**WHAT YOU NEED TO DO**
Turn the listing below into a numbered list with each line as its own item, and skip any blank lines. Leave the pictures out of your answer.
** BEGIN SOURCE DATA **
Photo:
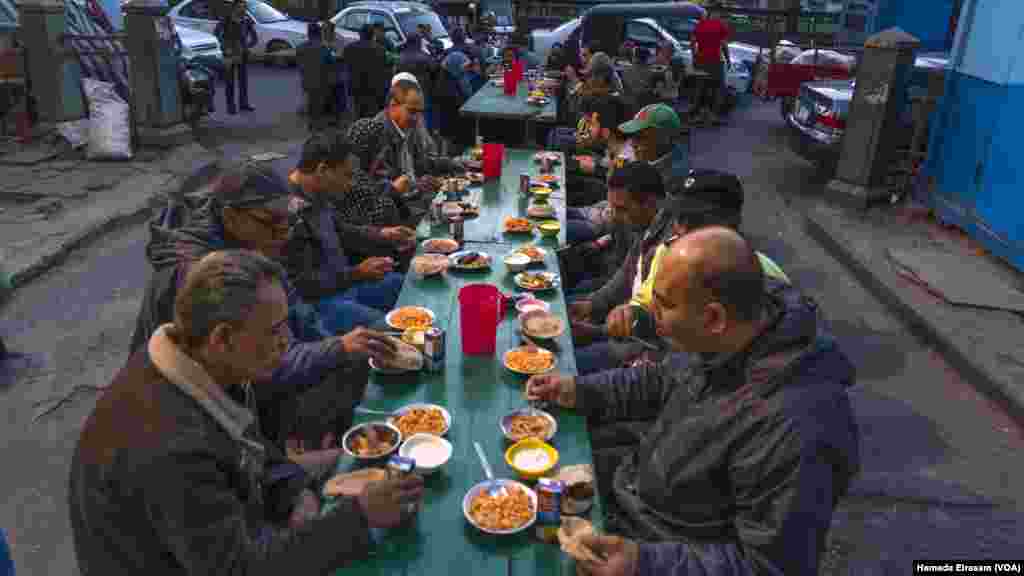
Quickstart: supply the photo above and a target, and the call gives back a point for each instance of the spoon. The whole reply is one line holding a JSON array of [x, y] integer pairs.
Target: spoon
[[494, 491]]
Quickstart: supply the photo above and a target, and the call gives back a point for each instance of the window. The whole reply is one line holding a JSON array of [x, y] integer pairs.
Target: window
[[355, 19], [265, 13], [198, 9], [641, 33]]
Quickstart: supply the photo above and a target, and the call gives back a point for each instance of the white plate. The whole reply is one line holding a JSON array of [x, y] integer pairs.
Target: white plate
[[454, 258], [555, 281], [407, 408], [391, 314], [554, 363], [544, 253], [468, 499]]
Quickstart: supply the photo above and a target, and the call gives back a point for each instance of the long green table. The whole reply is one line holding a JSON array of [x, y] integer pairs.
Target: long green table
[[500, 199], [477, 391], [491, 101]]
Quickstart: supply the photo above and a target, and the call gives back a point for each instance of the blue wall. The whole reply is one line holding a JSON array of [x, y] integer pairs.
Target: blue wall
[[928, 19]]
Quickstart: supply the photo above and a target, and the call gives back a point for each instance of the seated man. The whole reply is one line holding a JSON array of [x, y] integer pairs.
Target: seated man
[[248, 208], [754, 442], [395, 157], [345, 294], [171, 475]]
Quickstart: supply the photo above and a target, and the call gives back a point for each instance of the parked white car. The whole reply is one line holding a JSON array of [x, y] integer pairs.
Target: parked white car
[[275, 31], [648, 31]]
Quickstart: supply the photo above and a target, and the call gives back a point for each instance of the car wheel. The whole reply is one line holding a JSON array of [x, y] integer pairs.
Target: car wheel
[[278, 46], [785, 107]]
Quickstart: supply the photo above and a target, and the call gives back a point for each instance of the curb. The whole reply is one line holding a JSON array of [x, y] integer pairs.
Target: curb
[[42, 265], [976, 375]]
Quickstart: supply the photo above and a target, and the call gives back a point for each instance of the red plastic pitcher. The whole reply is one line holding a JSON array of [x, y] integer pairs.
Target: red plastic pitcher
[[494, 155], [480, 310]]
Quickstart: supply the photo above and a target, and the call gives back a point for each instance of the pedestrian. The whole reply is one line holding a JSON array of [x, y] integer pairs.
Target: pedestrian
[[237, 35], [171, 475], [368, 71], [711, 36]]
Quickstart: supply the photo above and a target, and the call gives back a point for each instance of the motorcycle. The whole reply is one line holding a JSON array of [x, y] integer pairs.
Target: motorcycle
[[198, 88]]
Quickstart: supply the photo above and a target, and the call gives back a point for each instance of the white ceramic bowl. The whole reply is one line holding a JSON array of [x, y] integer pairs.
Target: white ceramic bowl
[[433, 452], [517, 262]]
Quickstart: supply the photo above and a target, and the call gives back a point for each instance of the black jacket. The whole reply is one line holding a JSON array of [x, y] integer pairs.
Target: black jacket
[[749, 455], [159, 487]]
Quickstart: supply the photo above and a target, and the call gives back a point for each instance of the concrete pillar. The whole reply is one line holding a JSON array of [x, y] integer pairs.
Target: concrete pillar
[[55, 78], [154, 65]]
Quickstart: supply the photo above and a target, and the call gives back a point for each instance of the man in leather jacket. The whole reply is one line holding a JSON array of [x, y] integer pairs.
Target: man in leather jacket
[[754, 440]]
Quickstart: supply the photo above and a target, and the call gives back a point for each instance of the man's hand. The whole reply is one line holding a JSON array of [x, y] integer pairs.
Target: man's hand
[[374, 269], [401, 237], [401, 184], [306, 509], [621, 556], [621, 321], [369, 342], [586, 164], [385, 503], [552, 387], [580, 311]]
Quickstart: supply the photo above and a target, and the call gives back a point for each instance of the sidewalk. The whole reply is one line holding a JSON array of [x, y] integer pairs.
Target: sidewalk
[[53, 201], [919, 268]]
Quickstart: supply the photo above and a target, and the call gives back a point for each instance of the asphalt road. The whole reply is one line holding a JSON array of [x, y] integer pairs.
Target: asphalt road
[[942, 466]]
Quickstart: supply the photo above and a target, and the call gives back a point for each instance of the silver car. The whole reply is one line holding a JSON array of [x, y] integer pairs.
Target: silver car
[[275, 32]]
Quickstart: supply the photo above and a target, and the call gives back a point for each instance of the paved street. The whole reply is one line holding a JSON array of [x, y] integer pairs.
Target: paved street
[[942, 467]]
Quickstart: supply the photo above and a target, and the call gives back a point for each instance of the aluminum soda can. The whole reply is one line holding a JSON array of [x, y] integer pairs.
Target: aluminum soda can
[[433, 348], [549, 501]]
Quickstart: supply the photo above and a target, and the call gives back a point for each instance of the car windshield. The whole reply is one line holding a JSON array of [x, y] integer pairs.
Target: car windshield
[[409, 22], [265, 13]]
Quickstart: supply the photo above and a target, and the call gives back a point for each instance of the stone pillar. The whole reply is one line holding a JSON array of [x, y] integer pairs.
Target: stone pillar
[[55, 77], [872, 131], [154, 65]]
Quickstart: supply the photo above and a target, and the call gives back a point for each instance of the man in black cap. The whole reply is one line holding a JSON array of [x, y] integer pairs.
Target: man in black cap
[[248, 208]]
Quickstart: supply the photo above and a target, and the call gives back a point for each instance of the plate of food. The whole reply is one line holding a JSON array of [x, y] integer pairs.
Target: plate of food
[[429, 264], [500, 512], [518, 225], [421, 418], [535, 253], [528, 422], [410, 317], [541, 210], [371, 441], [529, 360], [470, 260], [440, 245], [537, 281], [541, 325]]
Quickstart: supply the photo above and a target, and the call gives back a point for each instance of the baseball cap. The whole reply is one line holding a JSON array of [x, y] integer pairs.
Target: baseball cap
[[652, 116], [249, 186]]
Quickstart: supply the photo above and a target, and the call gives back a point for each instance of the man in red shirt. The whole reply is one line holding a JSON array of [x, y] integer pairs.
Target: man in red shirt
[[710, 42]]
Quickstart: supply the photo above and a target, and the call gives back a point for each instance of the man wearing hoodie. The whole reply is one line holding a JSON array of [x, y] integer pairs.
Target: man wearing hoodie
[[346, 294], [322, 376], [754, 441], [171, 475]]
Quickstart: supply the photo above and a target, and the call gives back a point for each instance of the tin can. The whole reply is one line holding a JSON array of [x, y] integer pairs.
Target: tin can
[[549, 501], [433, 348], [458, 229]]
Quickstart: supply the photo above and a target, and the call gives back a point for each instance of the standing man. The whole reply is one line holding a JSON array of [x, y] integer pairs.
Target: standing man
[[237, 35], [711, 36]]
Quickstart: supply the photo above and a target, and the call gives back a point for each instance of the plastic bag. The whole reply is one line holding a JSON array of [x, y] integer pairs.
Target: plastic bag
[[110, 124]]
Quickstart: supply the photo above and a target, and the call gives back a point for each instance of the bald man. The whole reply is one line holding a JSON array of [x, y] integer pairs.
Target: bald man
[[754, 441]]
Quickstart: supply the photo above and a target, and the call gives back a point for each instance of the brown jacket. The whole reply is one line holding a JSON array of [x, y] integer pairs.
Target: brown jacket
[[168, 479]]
** END SOURCE DATA **
**EXPECTED OUTPUT**
1. Photo:
2. Quickstart: supply the photo above and a target, and the call gives back a point for each instance of the spoon. The whole reply is one line holding a JSON array of [x, y] integer pairs.
3. Target: spoon
4. [[494, 491]]
5. Quickstart: supply the photo above and a target, and the call gives back a point for each instance of the window. The whole reply is one line holding a JSON array of [x, y] integer pairs.
6. Target: window
7. [[355, 19], [265, 13], [198, 9], [641, 33]]
8. Quickstart: supply the photo above and a target, and the call gives back a point for each instance of the white plate. The whole reply is one line holding a JSON array of [x, y] integer pairs.
9. Target: white plate
10. [[454, 258], [555, 281], [407, 408], [391, 314], [554, 363], [544, 253], [468, 499]]
11. Quickstart: supply the photo above and a target, and the call gives back a point for each instance of the long green table. The whole reply is one line holding a JSON array of [x, y] integer pairs.
12. Target: long green table
13. [[500, 199], [477, 391], [491, 101]]
14. Quickstart: supply the photo above and a target, and the call gives back a point for each instance of the blue wall. The whole reply is one line holding a JSON array of [x, y] integer pairs.
15. Target: blue wall
16. [[928, 19]]
17. Quickstart: supply the photo above and a target, and the call gives back a point for each instance of the seated man. The whole reply is one line holding a JSON array of [x, y] integer pairs.
18. Target: seated man
19. [[248, 208], [754, 442], [395, 157], [345, 294], [171, 475]]
20. Quickstart: supply the photo above and a target, and the call gives back a point for each instance of the parked white car. The whole reply is one line holding a JSON array of [x, y] integer pairs.
21. Target: parked white car
22. [[275, 31], [648, 31]]
23. Quickstart: supply the photo above and a target, and the call gives back a point for each instance of the car wheel. The whole reply is one line holding a JSON array of [x, y] integer pairs.
24. Target: car wheel
25. [[278, 46], [785, 107]]
26. Quickstart: supply the photo above and a target, and the call gives back a point for each instance of the curb. The whole reply is one line holding a JSON array of [x, y] integer pairs.
27. Target: curb
28. [[42, 265], [976, 375]]
29. Quickstart: supply the photo above and a target, and the call gives back a point for each instance of the red plastic pitcher. The whole reply is one line holding a JSON array of [x, y] integer pairs.
30. Target: red plastic pitcher
31. [[494, 155], [480, 310]]
32. Quickstart: supply the photo above and a target, and the call gives back a point for each instance of the pedestrian. The whole reply is one line holding a JSON array of [x, y] integer pairs.
33. Target: pedestrian
34. [[237, 35], [171, 475], [368, 71], [711, 36]]
35. Quickstart: supply the photo above and a target, and the call gives back a point for each instance of the motorcycle. The whole reply is one line holding a JSON array of [x, y] integer pairs.
36. Target: motorcycle
37. [[198, 88]]
38. Quickstart: supply the photo above and a target, and the call gives back a point for each instance of the white ceramic bowl. The whole reply is one line holding a JSON array of [x, y] integer pairs.
39. Target: white ceramic bowl
40. [[433, 452], [517, 262]]
41. Quickstart: supply the photo above and a target, and the call gives back a point for each instance of the black jacket. The whole reply is one line holding a JSON array of [x, y] integer pairs.
42. Target: black jacket
43. [[749, 455], [159, 487]]
44. Quickstart: supply the photo above and a target, and the call gives back a point for each instance of the concrete pillar. The whole reply is one line holding a JSON array of [x, y] integer pairs.
45. Target: concrete pillar
46. [[55, 78], [154, 65]]
47. Quickstart: supply the photo above and a target, and the call gives back a point for each instance of the man in leather jacket. The whole reply is one line holding a JSON array of [x, y] integer pairs.
48. Target: man in leather jacket
49. [[754, 440]]
50. Quickstart: supply the photo above and a target, and the call gives back a point for each instance of the man's hand. The whole reply is one line holding a JSON array of [x, y] integer pairs.
51. Target: man's hand
52. [[374, 269], [401, 237], [401, 184], [306, 509], [621, 556], [621, 321], [369, 342], [586, 164], [385, 503], [552, 387], [580, 311]]
53. Quickstart: supply the photo above and a target, and the call gives back a point for each instance of the sidewalk. The whole reply is one line holding a JSON array of [x, y] integer pairs.
54. Target: sidewalk
55. [[53, 201], [919, 268]]
56. Quickstart: supply the photo above and a target, and the call gives back a point for each instance of the asphalt road. The whole reply is one line holding a JSON array of [x, y] integer pairs.
57. Target: asphalt road
58. [[942, 466]]
59. Quickstart: supply the photo above and a target, and the call gives back a point for each instance of the silver car. The whole reply is one line holding a JSON array of [x, y] integer pairs.
60. Target: silver car
61. [[275, 32]]
62. Quickstart: supply the photo above and a target, and the call gives back a point for each instance of the paved street. The whole reply is one line holding a JSON array of [x, y] integer pairs.
63. Target: paved street
64. [[942, 467]]
65. Quickstart: supply the photo above and a target, and the call gives back a point for each instance of the aluminum soda can. The whole reply is one line holding a JSON array of [x, y] integer pairs.
66. Target: aluminum soda can
67. [[433, 348], [549, 501]]
68. Quickstart: supply the photo above and a target, and the call gives back a point for each instance of the car windshield. The whole reply is one line holding a JSON array of [x, y] integer pairs.
69. Target: car windshield
70. [[409, 22], [265, 13]]
71. Quickstart: supply the photo above and a target, and the call gives back a point for each instance of the stone pillar. The whole reply is one line holding a JSON array of [x, y] integer pairs.
72. Target: stone pillar
73. [[55, 77], [872, 131], [154, 65]]
74. Quickstart: supply the photo above and a target, and the call gives back a point for each instance of the man in black cap. The whole reply is one line holding a JSON array of [x, y] integer pairs.
75. Target: man in black cap
76. [[248, 208]]
77. Quickstart: supply the photo above and a target, and the call gives back a point for each instance of the plate of food. The whole reply is one line holding a JSON array of [x, y] integer pairs.
78. Target: plate of food
79. [[429, 264], [500, 512], [518, 225], [421, 418], [535, 253], [528, 422], [410, 317], [541, 210], [371, 441], [529, 360], [470, 260], [440, 245], [537, 281], [541, 325]]
80. Quickstart: supply the photo above and a target, and the call gives back a point for each instance of the baseball cap. The whole reply is one line holding a JSON array of [x, y] integer pairs.
81. Target: baseball cap
82. [[652, 116], [249, 186]]
83. Quickstart: supply the photo above and a target, and the call gives back a point for each instance of the man in red shirt. The whole reply is one line holding a JSON array of [x, y] integer pairs.
84. Target: man in red shirt
85. [[710, 42]]
86. Quickstart: supply the photo above and a target, and the call gives back a point for each instance of the man wearing hoodie. The whole reply is one line holding a JSON array of [x, y] integer pairs.
87. Target: man wearing hoodie
88. [[346, 294], [322, 376], [754, 441], [171, 475]]
89. Quickstart: supply the photo above and a target, and the call gives back a point for each instance of the tin can. The whole reply is one line holding a JSON array of [x, y] integer pairs.
90. Target: tin can
91. [[549, 501], [433, 348], [458, 229]]
92. Quickstart: supply the photo above and a target, and the call gives back a point for each instance of the standing man. The whole reply is one line holding a JSON array of [x, y] integer pairs.
93. Target: standing man
94. [[237, 35], [711, 36]]
95. Quickstart: supply the photo above and a target, and the call gives back a point for each instance of the plastic bag. The whole reply is one line holding a JSON array of [x, y] integer pairs.
96. Target: plastic bag
97. [[110, 124]]
98. Quickstart: supply the photo above and a target, and the call gives back a point for each instance of the bald man. The whole reply is one line holding a JSON array of [x, y] integer pairs.
99. Target: bald man
100. [[754, 441]]
101. Quickstart: supply the photo above and a target, and the call gives back a point for each instance of the brown jacket. The whole reply is one line holding a JSON array of [x, y] integer pairs.
102. Target: brown jacket
103. [[168, 479]]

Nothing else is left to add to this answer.